[Object position labeling entries]
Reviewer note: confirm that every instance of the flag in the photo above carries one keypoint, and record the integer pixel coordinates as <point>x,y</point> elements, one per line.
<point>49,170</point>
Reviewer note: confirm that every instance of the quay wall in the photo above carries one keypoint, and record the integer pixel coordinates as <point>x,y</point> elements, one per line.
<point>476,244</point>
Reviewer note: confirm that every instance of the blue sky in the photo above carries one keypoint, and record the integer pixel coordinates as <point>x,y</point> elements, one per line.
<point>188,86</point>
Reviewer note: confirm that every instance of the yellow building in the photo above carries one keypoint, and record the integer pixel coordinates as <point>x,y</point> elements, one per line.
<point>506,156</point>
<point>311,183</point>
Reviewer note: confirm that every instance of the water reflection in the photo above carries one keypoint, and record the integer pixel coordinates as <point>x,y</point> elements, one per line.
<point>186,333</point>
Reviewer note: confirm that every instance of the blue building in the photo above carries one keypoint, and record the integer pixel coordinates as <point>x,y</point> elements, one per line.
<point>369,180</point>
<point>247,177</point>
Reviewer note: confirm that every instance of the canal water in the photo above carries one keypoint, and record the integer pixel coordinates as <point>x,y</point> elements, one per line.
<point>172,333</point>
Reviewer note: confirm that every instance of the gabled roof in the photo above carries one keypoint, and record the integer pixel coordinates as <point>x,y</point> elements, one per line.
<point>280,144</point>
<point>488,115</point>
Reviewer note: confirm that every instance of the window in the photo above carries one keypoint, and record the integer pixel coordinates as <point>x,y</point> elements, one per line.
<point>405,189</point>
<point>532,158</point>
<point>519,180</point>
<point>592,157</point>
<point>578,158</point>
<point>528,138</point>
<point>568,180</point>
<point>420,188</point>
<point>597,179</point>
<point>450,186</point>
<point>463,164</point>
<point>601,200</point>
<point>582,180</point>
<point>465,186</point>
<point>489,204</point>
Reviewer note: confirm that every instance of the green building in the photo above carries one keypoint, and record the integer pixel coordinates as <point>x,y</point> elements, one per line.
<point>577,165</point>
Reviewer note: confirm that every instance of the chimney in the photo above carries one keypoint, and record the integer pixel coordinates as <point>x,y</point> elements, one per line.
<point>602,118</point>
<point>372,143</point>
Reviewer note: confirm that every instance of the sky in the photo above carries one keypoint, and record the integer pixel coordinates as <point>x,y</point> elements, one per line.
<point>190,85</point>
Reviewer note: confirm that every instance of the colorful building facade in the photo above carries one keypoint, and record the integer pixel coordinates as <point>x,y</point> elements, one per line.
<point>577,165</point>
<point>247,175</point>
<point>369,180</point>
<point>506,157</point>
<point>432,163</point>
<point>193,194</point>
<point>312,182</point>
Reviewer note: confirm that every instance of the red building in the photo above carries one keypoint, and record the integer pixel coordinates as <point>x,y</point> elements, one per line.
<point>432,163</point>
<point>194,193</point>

▶ [Exercise brief]: Reproduce the lines from the one containing "Reviewer note: confirm that every instance of the sky" through the final line, requests included, scaling every point coordinate in the answers by 1.05 and rounding to whole numbers with halves rounded up. Leave all numbers in the requests and their format samples unchanged.

▶ [Result of this exercise]:
Reviewer note: confirm that every instance of the sky in the photo above carries one keypoint, and record the integer pixel coordinates as <point>x,y</point> elements, one per line.
<point>200,89</point>
Reviewer note: confirm that every instance of the colorful building facade in the photo above carries one keypoint, and record the integer pixel coordinates as <point>x,y</point> elements, one per line.
<point>606,173</point>
<point>259,184</point>
<point>387,189</point>
<point>531,165</point>
<point>454,171</point>
<point>203,204</point>
<point>328,191</point>
Reviewer note: confirm that every instance of the red building in the photo above carries one keypoint, and record the integer pixel coordinates as <point>x,y</point> elements, one per line.
<point>454,171</point>
<point>204,203</point>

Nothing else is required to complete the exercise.